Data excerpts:

===============

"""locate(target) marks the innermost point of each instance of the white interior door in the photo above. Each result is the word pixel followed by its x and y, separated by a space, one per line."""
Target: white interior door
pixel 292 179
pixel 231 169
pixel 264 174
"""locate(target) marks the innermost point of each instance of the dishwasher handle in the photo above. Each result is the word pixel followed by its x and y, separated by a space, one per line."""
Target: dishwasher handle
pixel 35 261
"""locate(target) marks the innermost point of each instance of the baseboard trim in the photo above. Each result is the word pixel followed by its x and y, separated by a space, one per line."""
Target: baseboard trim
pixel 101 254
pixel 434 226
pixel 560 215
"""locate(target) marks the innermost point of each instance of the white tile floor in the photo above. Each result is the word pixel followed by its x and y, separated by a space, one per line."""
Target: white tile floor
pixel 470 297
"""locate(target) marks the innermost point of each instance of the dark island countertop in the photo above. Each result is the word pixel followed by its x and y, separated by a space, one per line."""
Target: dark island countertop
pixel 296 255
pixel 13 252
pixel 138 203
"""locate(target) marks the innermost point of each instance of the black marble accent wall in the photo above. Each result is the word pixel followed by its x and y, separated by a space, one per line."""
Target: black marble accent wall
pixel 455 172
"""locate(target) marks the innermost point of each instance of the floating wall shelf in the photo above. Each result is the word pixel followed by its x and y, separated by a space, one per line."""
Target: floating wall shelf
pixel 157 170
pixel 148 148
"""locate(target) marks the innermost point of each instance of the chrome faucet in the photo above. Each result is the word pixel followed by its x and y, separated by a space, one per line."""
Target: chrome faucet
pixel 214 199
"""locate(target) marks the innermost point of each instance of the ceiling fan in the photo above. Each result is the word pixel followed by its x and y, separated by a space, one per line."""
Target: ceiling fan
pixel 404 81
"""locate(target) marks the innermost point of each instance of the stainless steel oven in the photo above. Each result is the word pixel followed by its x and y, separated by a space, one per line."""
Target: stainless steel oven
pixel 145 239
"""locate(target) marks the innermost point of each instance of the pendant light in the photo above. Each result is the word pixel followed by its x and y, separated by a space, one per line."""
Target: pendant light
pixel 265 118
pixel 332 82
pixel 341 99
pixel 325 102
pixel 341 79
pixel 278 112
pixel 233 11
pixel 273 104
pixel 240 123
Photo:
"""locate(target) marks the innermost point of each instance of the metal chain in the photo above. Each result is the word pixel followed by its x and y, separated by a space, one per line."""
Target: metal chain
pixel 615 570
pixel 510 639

===============

REQUIRED WORK – Take the line holding "Target: ceiling fan" and the lines after it through the end of the entries. Retype them exactly and add nothing.

OUTPUT –
Target: ceiling fan
pixel 404 81
"""locate(target) marks the innermost point of each instance of the stainless steel oven in the photo above. Each result is the word pixel followed by its x and y, separated by a space, one per line."""
Target: stainless steel oven
pixel 145 239
"""locate(target) marks the innermost point of each instance of the pendant light in the photo above. Each result is the word pixel followed by its x and y, separated by a space, one per line."""
Target: pendant light
pixel 265 118
pixel 332 82
pixel 341 99
pixel 325 102
pixel 341 79
pixel 278 112
pixel 233 11
pixel 273 104
pixel 240 123
Photo:
"""locate(target) marks the innermost point of each instance of the metal chain in the photo above. Each result is the word pixel followed by its x and y, separated by a space, one per line."""
Target: metal chain
pixel 615 570
pixel 510 639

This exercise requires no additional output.